Handoff — phases 1–3 + partial 10 landed in PR #40

PR: #40
Branch: feat/39-logic-model (4 commits ahead of development). Do not branch off again — continue on this branch.

git fetch origin
git checkout feat/39-logic-model
git pull

PR will stay open (not merged) until the UI rebuild lands so the operator can smoke-test end-to-end before any of this hits development.


What is done

Phase Commit Summary
1 — schema 5b5a36b WorkflowLogic, WorkflowVersionLogicVersion, ExampleLogicExample. inputs/outputs moved from Logic onto LogicVersion (per-version signatures). Span / SpanKind / SpanStatus / Benchmark / PerRunResult deleted. Play.spans/parent_span_id replaced with parent_play_sid + sub_play_sids. RPC handlers ported (workflow_*logic_*, benchmark_*/pick_version/span_push dropped). span_socket.rs slimmed to a per-Play event listener for log/output/step_output/pause/cost events only. python_executor.rs field renames + new HERO_LOGIC_* env vars. seed.rs emits new RPC names; inputs/outputs go on LogicVersion. Wipe-and-reseed migration (no AST splitter).

—————

__What you have to do__
Repeat the passage of the handoff note starting with "Handoff — phases" and going on through "this hits development.". The entries after this point are separate material, not part of the handoff note.

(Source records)
—————

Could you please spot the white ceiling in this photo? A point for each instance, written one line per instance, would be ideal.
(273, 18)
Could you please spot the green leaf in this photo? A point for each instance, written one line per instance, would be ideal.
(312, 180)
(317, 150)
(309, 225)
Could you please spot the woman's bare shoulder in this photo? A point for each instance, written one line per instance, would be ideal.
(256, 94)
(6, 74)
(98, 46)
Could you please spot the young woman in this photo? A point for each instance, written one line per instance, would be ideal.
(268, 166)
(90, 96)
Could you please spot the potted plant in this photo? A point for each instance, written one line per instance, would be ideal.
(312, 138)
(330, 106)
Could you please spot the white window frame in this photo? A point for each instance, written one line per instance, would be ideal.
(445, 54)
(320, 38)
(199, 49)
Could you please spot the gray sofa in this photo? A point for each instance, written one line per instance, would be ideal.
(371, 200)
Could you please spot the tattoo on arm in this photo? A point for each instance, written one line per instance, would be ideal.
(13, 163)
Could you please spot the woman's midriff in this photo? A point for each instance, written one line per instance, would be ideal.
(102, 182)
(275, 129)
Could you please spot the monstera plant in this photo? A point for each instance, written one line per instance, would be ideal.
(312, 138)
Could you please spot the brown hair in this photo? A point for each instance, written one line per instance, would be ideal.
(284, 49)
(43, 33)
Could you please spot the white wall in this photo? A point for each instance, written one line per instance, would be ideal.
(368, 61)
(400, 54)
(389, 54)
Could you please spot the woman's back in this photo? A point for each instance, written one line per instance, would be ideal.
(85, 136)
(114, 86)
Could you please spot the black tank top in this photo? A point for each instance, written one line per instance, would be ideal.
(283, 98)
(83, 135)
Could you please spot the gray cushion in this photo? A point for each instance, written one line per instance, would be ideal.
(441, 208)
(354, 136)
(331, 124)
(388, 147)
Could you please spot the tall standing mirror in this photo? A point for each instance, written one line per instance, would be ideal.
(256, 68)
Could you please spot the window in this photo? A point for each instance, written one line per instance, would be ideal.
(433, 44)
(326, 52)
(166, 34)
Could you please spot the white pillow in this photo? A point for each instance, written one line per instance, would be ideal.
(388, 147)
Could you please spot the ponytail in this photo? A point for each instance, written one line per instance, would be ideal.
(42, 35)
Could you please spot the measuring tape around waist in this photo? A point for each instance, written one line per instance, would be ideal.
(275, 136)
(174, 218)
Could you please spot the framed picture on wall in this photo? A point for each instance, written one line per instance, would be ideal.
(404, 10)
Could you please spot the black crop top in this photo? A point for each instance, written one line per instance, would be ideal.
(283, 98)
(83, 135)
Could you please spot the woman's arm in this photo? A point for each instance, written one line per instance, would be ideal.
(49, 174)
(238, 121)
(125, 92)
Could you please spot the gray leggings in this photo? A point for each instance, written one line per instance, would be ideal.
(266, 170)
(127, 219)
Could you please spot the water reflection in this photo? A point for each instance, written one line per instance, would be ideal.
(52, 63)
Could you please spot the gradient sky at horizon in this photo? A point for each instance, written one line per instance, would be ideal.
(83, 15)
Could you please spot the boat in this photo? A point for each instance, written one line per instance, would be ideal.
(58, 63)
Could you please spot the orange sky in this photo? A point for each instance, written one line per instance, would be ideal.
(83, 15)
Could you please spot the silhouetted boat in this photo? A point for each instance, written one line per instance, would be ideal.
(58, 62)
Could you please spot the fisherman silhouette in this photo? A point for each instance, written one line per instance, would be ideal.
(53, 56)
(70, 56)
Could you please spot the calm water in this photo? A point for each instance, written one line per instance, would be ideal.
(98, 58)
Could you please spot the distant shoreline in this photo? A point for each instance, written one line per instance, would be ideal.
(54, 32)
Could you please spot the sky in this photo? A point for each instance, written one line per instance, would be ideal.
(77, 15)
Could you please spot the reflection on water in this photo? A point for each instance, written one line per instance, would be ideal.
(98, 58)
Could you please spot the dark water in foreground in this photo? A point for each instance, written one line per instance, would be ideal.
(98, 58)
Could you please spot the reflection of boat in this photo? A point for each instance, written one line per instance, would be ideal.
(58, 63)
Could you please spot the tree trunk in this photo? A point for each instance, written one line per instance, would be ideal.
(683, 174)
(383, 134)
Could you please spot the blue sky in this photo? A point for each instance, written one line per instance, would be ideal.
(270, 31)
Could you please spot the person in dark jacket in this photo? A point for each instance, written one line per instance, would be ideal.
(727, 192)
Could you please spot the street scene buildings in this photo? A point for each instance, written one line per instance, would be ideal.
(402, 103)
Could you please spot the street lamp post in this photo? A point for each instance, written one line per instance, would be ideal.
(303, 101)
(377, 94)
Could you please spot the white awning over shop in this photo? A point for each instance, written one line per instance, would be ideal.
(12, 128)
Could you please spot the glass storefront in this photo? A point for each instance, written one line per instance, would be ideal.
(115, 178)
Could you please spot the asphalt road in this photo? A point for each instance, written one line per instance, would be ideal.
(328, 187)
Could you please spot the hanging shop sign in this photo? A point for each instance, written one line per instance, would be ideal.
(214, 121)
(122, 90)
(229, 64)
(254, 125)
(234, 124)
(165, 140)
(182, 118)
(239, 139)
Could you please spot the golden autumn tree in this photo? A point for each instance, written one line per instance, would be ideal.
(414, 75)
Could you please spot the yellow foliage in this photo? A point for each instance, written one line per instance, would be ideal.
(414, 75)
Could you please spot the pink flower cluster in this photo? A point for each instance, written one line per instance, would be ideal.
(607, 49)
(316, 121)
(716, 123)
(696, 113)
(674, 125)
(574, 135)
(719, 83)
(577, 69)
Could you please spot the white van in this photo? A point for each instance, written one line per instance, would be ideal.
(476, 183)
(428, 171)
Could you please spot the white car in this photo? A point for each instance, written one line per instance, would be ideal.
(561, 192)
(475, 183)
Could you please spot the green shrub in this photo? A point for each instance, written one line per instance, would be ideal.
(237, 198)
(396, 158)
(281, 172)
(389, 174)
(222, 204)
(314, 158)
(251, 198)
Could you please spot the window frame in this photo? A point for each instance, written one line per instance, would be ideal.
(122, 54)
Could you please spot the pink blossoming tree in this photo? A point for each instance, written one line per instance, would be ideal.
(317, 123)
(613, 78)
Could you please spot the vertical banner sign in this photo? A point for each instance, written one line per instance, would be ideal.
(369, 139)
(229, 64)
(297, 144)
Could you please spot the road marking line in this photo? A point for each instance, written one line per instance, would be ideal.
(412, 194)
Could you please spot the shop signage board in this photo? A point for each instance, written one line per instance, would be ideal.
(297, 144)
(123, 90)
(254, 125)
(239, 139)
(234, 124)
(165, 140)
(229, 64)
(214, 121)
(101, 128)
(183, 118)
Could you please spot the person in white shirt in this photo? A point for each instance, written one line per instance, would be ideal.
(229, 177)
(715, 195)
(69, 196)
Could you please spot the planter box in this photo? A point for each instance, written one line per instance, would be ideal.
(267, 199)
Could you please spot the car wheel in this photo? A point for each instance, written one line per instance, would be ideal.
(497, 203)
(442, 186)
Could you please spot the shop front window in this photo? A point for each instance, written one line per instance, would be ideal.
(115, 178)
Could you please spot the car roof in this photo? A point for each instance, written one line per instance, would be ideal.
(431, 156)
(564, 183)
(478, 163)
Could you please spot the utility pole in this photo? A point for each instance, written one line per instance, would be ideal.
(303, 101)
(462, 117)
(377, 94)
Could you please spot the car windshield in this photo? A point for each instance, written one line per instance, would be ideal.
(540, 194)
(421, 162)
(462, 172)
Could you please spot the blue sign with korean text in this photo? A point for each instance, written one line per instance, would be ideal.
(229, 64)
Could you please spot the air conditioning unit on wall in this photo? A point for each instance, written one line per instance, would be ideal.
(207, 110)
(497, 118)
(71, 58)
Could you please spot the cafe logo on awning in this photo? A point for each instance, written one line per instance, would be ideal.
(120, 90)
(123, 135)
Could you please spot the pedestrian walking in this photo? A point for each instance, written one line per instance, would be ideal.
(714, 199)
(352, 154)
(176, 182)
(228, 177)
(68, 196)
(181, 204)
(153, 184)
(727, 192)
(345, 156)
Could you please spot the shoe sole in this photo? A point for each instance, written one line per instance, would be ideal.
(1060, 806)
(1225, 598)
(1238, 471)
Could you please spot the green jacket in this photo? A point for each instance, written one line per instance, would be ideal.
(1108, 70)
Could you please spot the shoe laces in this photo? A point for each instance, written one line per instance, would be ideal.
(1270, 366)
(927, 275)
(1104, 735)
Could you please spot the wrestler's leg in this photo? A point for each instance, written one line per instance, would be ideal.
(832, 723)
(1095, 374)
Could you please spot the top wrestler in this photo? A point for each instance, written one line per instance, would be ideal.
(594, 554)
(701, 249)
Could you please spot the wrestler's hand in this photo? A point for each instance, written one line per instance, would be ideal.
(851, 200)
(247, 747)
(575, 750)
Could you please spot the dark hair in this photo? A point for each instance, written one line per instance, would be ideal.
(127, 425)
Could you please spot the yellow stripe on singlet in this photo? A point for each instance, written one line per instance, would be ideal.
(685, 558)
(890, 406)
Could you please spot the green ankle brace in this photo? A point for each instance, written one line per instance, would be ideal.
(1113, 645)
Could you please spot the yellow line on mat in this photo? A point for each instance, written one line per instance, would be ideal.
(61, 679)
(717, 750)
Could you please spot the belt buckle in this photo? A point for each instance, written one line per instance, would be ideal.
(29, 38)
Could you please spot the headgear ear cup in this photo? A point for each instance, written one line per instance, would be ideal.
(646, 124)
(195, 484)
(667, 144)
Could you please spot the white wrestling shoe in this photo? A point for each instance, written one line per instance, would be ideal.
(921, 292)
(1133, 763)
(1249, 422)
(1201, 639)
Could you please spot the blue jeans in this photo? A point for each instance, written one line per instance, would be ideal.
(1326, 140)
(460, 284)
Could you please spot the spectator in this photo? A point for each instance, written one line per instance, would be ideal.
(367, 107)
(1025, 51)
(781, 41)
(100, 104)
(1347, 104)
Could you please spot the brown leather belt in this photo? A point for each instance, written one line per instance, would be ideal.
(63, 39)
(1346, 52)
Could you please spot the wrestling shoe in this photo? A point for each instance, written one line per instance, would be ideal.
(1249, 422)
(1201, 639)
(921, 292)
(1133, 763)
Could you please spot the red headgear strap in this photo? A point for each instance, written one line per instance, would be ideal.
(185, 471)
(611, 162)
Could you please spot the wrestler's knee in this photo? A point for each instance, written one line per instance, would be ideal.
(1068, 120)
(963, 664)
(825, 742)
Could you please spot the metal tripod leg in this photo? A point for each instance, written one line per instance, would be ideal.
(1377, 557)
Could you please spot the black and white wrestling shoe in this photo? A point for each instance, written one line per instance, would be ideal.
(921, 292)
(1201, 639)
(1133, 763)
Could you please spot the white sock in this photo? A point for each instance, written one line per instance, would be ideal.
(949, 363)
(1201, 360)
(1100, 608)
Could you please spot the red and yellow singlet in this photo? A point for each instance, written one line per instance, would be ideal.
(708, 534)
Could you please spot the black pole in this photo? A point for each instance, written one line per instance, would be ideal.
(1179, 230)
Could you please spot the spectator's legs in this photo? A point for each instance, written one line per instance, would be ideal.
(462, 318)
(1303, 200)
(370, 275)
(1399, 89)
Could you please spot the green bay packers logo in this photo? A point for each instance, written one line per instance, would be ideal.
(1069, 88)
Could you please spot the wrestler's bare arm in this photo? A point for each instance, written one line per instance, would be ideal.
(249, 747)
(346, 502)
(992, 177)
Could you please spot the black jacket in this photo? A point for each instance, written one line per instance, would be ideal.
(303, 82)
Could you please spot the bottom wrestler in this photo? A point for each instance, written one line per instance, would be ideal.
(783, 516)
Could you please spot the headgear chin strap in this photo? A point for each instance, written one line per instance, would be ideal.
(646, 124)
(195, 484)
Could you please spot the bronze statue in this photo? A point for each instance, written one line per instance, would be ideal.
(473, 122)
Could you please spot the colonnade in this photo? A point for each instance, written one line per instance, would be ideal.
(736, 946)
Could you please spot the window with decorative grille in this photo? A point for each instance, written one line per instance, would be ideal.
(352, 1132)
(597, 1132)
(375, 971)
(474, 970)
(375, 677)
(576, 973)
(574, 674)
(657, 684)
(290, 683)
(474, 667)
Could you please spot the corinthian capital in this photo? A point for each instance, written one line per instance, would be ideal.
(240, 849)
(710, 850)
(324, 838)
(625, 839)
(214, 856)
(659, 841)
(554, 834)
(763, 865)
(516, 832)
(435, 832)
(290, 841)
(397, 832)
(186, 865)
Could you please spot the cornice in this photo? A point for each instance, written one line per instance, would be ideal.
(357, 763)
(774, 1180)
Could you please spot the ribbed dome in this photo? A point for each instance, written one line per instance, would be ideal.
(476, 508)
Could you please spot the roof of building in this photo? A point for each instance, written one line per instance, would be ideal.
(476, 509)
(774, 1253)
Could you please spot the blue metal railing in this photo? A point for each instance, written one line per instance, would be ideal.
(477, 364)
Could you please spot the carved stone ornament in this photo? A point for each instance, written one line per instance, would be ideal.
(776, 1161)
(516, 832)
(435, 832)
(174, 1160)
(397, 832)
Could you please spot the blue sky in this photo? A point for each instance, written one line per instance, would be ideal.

—————

__Output below__
Handoff — phases 1–3 + partial 10 landed in PR #40

PR: #40
Branch: feat/39-logic-model (4 commits ahead of development). Do not branch off again — continue on this branch.

git fetch origin
git checkout feat/39-logic-model
git pull

PR will stay open (not merged) until the UI rebuild lands so the operator can smoke-test end-to-end before any of this hits development.